Assignment: Write out the text on the ISIS genocide anniversary again, everything from "The lack of" down to "challenges to persevere.", and change "economic opportunities" to "job prospects".

Sixth anniversary of ISIS genocide against Christians and Yazidis
Although ISIS is officially defeated, the fight is long from being over for Iraq’s Christian and Yazidi communities. Religious minorities remain at risk of attacks from ISIS sleeper cells or controlling militias. Villages sit in ruin awaiting rebuilding efforts, forcing families to remain displaced—a problem made worse by COVID-19
August marks the sixth anniversary of ISIS’ capture of Iraq’s Nineveh Plains, igniting the start of their genocide of against Christians and Yazidis. Hundreds of thousands of Christians and Yazidis were driven from their homes, with thousands more killed or enslaved.
Although ISIS was declared militarily defeated in late 2017, Christians and Yazidis remain deeply impacted by the trauma of genocide. Most emigrated. Those who remain in Iraq are afraid to return home and remain displaced.
Hundreds of Yazidi women remain missing, presumably they remain sexually enslaved by ISIS. Their homeland remains contested by competing militias, creating new security challenges even as ISIS continues to haunt Iraq.
The lack of infrastructure and economic opportunities further makes returning home challenging. While the looming threat may be gone, there is still much work to do and many challenges to persevere.

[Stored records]
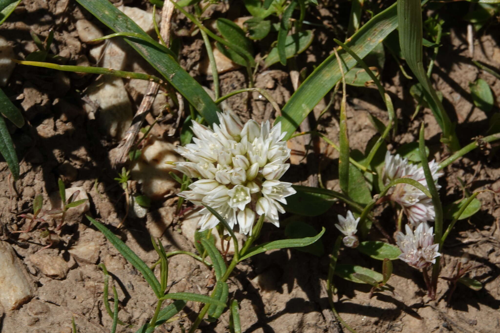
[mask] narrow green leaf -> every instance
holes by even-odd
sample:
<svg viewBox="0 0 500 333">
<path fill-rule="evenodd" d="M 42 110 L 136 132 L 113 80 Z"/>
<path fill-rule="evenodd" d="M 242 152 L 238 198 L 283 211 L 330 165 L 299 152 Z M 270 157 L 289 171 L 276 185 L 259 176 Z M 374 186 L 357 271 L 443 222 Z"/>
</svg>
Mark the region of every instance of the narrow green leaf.
<svg viewBox="0 0 500 333">
<path fill-rule="evenodd" d="M 475 82 L 470 83 L 469 87 L 474 105 L 485 112 L 491 111 L 494 99 L 488 82 L 482 78 L 478 78 Z"/>
<path fill-rule="evenodd" d="M 354 273 L 362 274 L 372 278 L 377 282 L 381 282 L 384 277 L 380 273 L 370 269 L 356 265 L 338 264 L 335 267 L 335 274 L 344 280 L 356 283 L 366 283 L 353 275 Z"/>
<path fill-rule="evenodd" d="M 19 162 L 18 161 L 18 155 L 3 117 L 0 117 L 0 153 L 7 162 L 14 180 L 18 179 Z"/>
<path fill-rule="evenodd" d="M 186 305 L 186 302 L 178 300 L 174 302 L 168 306 L 162 309 L 158 313 L 158 318 L 154 324 L 154 327 L 150 327 L 148 324 L 142 325 L 138 330 L 136 333 L 153 333 L 154 329 L 164 324 L 168 320 L 178 314 Z"/>
<path fill-rule="evenodd" d="M 255 40 L 264 38 L 271 30 L 271 21 L 261 17 L 252 17 L 245 21 L 244 24 L 246 25 L 248 37 Z"/>
<path fill-rule="evenodd" d="M 116 248 L 118 252 L 122 254 L 127 261 L 132 264 L 138 271 L 140 272 L 144 277 L 144 280 L 150 284 L 153 292 L 158 298 L 163 296 L 162 292 L 162 286 L 158 282 L 158 280 L 154 276 L 152 271 L 148 267 L 148 265 L 142 261 L 142 259 L 137 256 L 134 251 L 130 249 L 122 240 L 117 237 L 113 233 L 111 232 L 109 229 L 104 226 L 100 222 L 94 220 L 88 215 L 86 215 L 88 221 L 90 221 L 96 228 L 102 233 L 104 237 L 108 240 L 113 246 Z"/>
<path fill-rule="evenodd" d="M 305 51 L 311 44 L 314 38 L 314 35 L 312 30 L 299 31 L 286 36 L 284 46 L 285 56 L 286 59 Z M 273 47 L 266 58 L 264 67 L 267 68 L 279 61 L 278 47 Z"/>
<path fill-rule="evenodd" d="M 224 259 L 220 255 L 220 253 L 217 250 L 213 242 L 208 241 L 205 238 L 201 239 L 200 241 L 203 247 L 208 254 L 210 259 L 212 260 L 214 272 L 216 274 L 216 279 L 218 281 L 224 276 L 228 268 L 226 266 L 226 262 L 224 261 Z"/>
<path fill-rule="evenodd" d="M 206 304 L 215 304 L 221 307 L 226 307 L 226 304 L 218 300 L 199 294 L 194 293 L 172 293 L 167 294 L 160 298 L 160 300 L 182 300 L 191 302 L 199 302 Z"/>
<path fill-rule="evenodd" d="M 384 260 L 384 263 L 382 263 L 382 276 L 384 277 L 382 282 L 385 285 L 387 283 L 392 275 L 392 262 L 388 258 L 386 258 Z"/>
<path fill-rule="evenodd" d="M 63 206 L 66 203 L 66 189 L 64 182 L 60 178 L 58 180 L 58 186 L 59 188 L 59 197 L 61 198 Z"/>
<path fill-rule="evenodd" d="M 242 324 L 240 320 L 238 301 L 233 300 L 231 302 L 231 316 L 229 319 L 229 328 L 231 333 L 242 333 Z"/>
<path fill-rule="evenodd" d="M 396 27 L 398 16 L 394 3 L 363 25 L 346 44 L 362 59 Z M 344 66 L 344 72 L 356 63 L 356 59 L 344 50 L 340 50 L 338 55 Z M 282 122 L 282 130 L 286 132 L 286 140 L 294 134 L 309 112 L 341 78 L 335 54 L 328 56 L 309 75 L 284 107 L 282 115 L 275 122 Z"/>
<path fill-rule="evenodd" d="M 36 216 L 42 210 L 42 206 L 44 204 L 44 197 L 42 194 L 37 194 L 33 200 L 33 215 Z"/>
<path fill-rule="evenodd" d="M 4 90 L 0 89 L 0 112 L 20 128 L 24 125 L 24 118 L 19 109 L 12 103 Z"/>
<path fill-rule="evenodd" d="M 65 205 L 64 207 L 65 208 L 70 208 L 72 207 L 76 207 L 77 206 L 80 206 L 80 205 L 84 203 L 88 200 L 88 199 L 82 199 L 80 200 L 76 200 L 76 201 L 73 201 L 72 202 L 70 202 L 69 204 Z"/>
<path fill-rule="evenodd" d="M 466 198 L 464 198 L 458 203 L 454 203 L 447 206 L 444 208 L 446 218 L 448 220 L 464 220 L 470 217 L 481 209 L 481 202 L 479 199 L 474 198 L 468 204 L 468 201 Z M 465 205 L 467 205 L 466 207 L 458 216 L 460 210 Z"/>
<path fill-rule="evenodd" d="M 148 35 L 132 19 L 108 1 L 77 1 L 116 32 L 136 32 L 144 34 L 145 37 Z M 175 58 L 142 41 L 128 37 L 124 39 L 160 72 L 202 115 L 209 124 L 218 123 L 217 106 L 202 86 L 180 66 Z"/>
<path fill-rule="evenodd" d="M 286 64 L 286 52 L 285 47 L 286 44 L 286 35 L 290 29 L 290 19 L 294 13 L 294 9 L 297 6 L 297 2 L 292 1 L 286 7 L 282 17 L 281 23 L 280 24 L 280 30 L 278 31 L 278 56 L 280 57 L 280 62 L 284 66 Z"/>
<path fill-rule="evenodd" d="M 326 212 L 336 201 L 326 194 L 312 193 L 300 189 L 286 198 L 283 207 L 287 212 L 302 216 L 318 216 Z"/>
<path fill-rule="evenodd" d="M 0 24 L 7 19 L 20 2 L 21 0 L 0 0 Z"/>
<path fill-rule="evenodd" d="M 420 0 L 398 0 L 400 44 L 403 56 L 424 89 L 430 109 L 442 131 L 442 142 L 452 150 L 460 145 L 451 121 L 424 68 L 422 9 Z"/>
<path fill-rule="evenodd" d="M 252 40 L 247 38 L 245 32 L 236 23 L 227 18 L 218 18 L 217 29 L 228 41 L 239 45 L 250 54 L 254 54 Z"/>
<path fill-rule="evenodd" d="M 222 312 L 226 309 L 228 303 L 228 298 L 229 297 L 229 286 L 226 282 L 218 281 L 216 285 L 216 293 L 212 296 L 223 305 L 220 304 L 211 304 L 207 312 L 208 318 L 207 322 L 213 323 L 218 319 Z"/>
<path fill-rule="evenodd" d="M 273 242 L 268 242 L 260 245 L 258 245 L 248 250 L 247 253 L 243 254 L 242 257 L 240 258 L 239 261 L 244 260 L 246 258 L 250 258 L 252 256 L 254 256 L 259 253 L 262 253 L 270 250 L 274 249 L 284 249 L 286 248 L 297 248 L 302 246 L 306 246 L 312 244 L 314 242 L 320 239 L 321 236 L 324 233 L 324 227 L 321 232 L 314 237 L 305 237 L 304 238 L 295 239 L 282 239 L 279 241 L 274 241 Z"/>
<path fill-rule="evenodd" d="M 314 237 L 317 233 L 314 227 L 301 221 L 292 221 L 287 224 L 284 229 L 284 234 L 288 238 L 298 238 L 304 236 Z M 296 250 L 317 257 L 321 257 L 324 254 L 324 247 L 320 239 L 310 245 L 297 248 Z"/>
<path fill-rule="evenodd" d="M 362 242 L 356 248 L 362 253 L 378 260 L 386 258 L 394 260 L 401 254 L 401 250 L 397 246 L 378 241 Z"/>
<path fill-rule="evenodd" d="M 462 277 L 458 279 L 458 282 L 465 285 L 472 290 L 478 291 L 482 289 L 482 284 L 475 279 L 471 279 L 467 277 Z"/>
</svg>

Exercise response:
The lack of infrastructure and job prospects further makes returning home challenging. While the looming threat may be gone, there is still much work to do and many challenges to persevere.